Go through the entries below and tally each line holding the string "roof". Return the number only.

[Free-text object descriptions]
►

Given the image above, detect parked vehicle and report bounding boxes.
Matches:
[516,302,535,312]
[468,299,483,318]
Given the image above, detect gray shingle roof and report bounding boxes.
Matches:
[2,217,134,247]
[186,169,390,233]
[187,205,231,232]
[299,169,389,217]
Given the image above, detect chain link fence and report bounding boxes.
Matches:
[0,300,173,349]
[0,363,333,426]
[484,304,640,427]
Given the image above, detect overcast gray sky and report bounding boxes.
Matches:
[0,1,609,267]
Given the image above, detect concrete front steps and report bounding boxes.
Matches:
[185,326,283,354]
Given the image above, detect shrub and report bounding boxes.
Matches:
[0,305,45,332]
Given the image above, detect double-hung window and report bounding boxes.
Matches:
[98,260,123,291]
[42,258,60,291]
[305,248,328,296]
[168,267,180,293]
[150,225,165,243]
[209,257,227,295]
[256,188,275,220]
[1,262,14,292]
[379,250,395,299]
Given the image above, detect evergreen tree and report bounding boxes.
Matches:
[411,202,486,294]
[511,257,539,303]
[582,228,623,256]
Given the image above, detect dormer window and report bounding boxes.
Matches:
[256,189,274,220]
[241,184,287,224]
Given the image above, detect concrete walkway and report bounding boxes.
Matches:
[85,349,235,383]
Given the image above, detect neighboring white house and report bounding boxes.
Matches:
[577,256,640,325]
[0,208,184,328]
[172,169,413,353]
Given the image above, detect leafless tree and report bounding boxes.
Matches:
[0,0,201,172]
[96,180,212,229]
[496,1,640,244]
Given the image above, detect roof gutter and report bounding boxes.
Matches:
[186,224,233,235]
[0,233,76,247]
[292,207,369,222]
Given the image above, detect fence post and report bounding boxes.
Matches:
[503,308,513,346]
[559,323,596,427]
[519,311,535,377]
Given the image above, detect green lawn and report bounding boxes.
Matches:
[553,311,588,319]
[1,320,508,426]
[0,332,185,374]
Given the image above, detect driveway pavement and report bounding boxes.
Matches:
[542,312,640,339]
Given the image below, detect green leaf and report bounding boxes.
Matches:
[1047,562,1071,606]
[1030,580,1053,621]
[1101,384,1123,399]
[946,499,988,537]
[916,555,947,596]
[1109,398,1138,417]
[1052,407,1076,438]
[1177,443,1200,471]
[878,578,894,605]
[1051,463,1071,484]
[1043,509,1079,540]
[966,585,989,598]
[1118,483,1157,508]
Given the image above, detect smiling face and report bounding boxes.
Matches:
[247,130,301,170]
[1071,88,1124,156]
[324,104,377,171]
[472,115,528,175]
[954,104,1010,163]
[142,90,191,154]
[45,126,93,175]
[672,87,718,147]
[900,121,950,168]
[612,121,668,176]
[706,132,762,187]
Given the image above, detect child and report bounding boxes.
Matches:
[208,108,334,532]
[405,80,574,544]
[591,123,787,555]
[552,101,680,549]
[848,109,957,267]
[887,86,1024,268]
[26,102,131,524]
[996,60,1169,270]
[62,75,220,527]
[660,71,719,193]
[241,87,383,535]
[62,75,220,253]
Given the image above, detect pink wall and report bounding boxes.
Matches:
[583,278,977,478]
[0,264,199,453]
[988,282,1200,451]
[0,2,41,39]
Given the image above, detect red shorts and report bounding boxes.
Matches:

◄

## [SOLUTION BELOW]
2